The lack of information on who social media users are, and how they decide what to post online, can contribute to difficulty in confidently interpreting the content of social media posts. This is particularly an issue in cases where social media is used as “big data” with analysis of myriad posts from many individuals. A single social media platform can have many different uses for different individuals and populations [64]. For example, Twitter is used for professional networking and self-promotion, sharing news and information, or communicating conversationally with friends. Individuals may show biases in their behavior on social media depending on when in life they adopted its use [99,100,101] and whether their perceived audience is made up of friends, family, colleagues, potential employers, random strangers, or a combination of all of these. The meanings of specific terms (e.g., slang) and the tone of posts may depend on the identity of the user and their intended audience, which are often unknown. In addition, sarcasm and insincerity can be difficult to detect, especially when using algorithms to process data (e.g., for sentiment analysis [35]).

The major concern with using social media data for SES research is thus that either systematic biases or misinterpretation of data could lead to inaccurate conclusions about the social or environmental phenomena under investigation. A further issue is that it is generally not feasible to validate the data by asking follow-up questions or repeating a sample. Studies using social media data are often difficult to replicate because of constraints on data access and sharing. Some sites, such as Twitter, allow researchers to collect a small percentage of tweets in real time for free, but access to the full dataset or accessing past data usually requires payment to intermediary companies (e.g., Crimson Hexagon Data Library Platform, the sproutsocial platform, or sprinklr). Thus, different researchers could make the same query to retrieve data and return very different samples. Other sites, such as Facebook, have almost completely cut off access to data for researchers because of privacy concerns (although they have shared the data to companies that use it for political and economic means [102]). Restrictions on sharing data also reduce the replicability of data analysis.

Although the biases in social media data are important to recognize and take into account when designing studies and interpreting results, there are existing strategies to address some of the primary concerns with social media research [28]. With respect to SES research, we have identified three major categories of best practices, which we describe in the following subsections. Specifically, we describe the importance of selecting research questions which are appropriate for the data being collected (Section 5.1), engaging with theory (Section 5.2), and data validation (Section 5.3).

▬▬▬▬▬▬

(Request 1) In the passage on social media data, why has Facebook almost completely cut off researchers' access to its data?
(Request 2) Repeat word for word the part of the passage on social media data starting with "Although the biases" and going on through "validation (Section 5.3).".

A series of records
▬▬▬▬▬▬

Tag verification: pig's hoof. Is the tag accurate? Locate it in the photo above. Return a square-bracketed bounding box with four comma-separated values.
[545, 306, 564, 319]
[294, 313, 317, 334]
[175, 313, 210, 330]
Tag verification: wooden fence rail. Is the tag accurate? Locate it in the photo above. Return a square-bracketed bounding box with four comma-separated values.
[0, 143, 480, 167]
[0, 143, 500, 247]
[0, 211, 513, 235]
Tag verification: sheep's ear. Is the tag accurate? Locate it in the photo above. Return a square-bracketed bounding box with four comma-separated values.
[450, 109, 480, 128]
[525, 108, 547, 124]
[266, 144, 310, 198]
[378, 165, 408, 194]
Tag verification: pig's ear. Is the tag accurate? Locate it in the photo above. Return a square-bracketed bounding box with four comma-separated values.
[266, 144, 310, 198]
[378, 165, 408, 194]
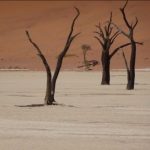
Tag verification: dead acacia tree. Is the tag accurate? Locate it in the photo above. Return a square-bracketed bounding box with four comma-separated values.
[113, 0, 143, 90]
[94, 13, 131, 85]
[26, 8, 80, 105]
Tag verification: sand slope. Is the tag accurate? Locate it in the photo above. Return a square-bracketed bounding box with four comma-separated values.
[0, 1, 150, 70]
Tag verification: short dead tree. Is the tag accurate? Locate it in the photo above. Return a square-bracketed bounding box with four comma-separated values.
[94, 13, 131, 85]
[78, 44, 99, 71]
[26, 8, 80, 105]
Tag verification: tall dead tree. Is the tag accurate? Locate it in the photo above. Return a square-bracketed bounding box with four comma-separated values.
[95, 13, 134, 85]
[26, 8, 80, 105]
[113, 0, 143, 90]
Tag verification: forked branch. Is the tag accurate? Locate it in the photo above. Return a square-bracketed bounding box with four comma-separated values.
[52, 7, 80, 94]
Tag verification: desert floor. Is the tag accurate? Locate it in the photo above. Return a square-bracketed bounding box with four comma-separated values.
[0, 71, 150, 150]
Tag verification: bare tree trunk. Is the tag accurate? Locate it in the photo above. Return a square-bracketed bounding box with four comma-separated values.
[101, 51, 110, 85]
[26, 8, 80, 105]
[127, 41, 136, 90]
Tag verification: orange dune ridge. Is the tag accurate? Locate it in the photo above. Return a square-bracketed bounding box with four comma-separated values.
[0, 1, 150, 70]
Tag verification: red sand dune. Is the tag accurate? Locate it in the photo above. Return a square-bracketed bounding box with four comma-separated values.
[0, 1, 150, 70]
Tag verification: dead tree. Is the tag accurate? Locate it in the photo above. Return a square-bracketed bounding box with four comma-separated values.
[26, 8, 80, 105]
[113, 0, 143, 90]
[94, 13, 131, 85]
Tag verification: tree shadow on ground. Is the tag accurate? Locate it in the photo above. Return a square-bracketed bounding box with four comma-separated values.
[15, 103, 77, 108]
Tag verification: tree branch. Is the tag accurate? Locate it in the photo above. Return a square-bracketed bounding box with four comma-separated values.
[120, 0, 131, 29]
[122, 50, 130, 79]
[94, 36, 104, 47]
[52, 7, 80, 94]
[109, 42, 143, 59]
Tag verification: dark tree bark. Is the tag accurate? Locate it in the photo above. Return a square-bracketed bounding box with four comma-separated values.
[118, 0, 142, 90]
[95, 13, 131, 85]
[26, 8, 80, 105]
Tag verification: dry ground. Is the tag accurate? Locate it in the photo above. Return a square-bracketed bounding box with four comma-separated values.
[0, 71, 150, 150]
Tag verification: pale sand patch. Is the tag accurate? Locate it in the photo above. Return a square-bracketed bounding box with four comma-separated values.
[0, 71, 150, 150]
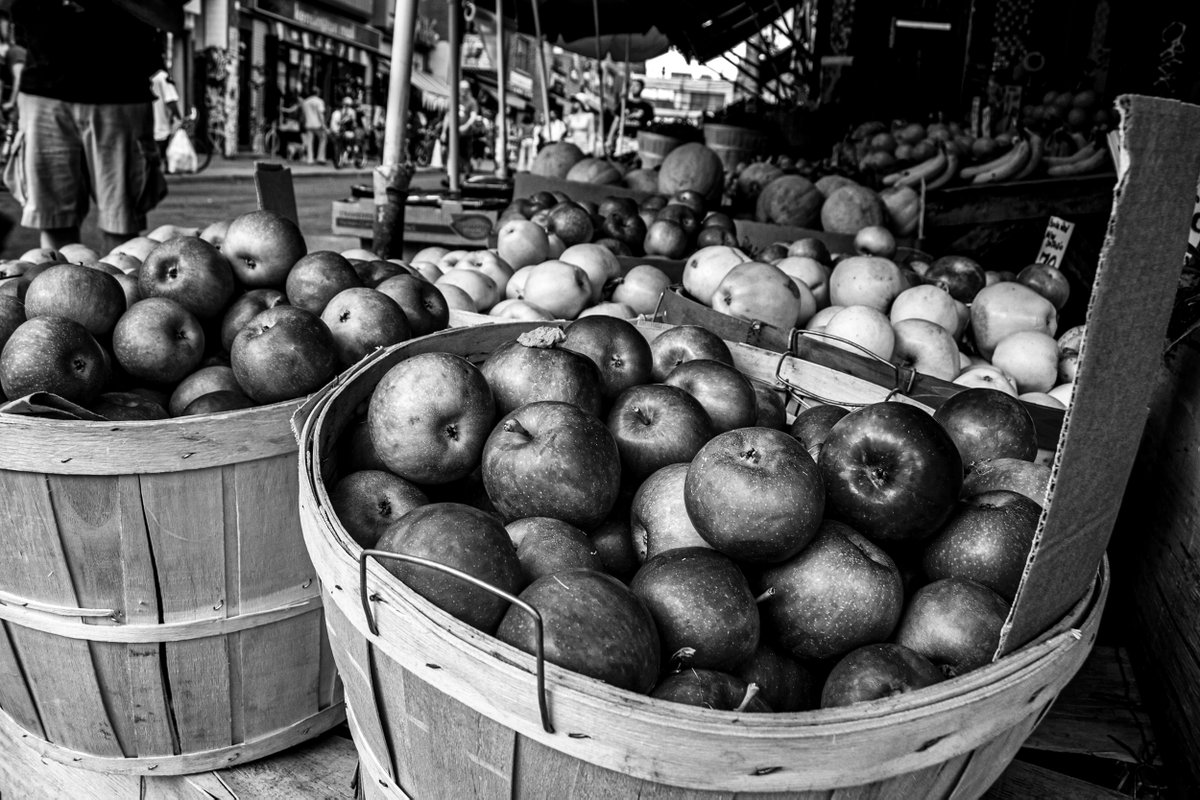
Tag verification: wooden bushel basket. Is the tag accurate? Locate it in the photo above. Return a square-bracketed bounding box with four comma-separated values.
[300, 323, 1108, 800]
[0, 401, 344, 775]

▬▬▬▬▬▬

(Response 1) Because of privacy concerns.

(Response 2)
Although the biases in social media data are important to recognize and take into account when designing studies and interpreting results, there are existing strategies to address some of the primary concerns with social media research [28]. With respect to SES research, we have identified three major categories of best practices, which we describe in the following subsections. Specifically, we describe the importance of selecting research questions which are appropriate for the data being collected (Section 5.1), engaging with theory (Section 5.2), and data validation (Section 5.3).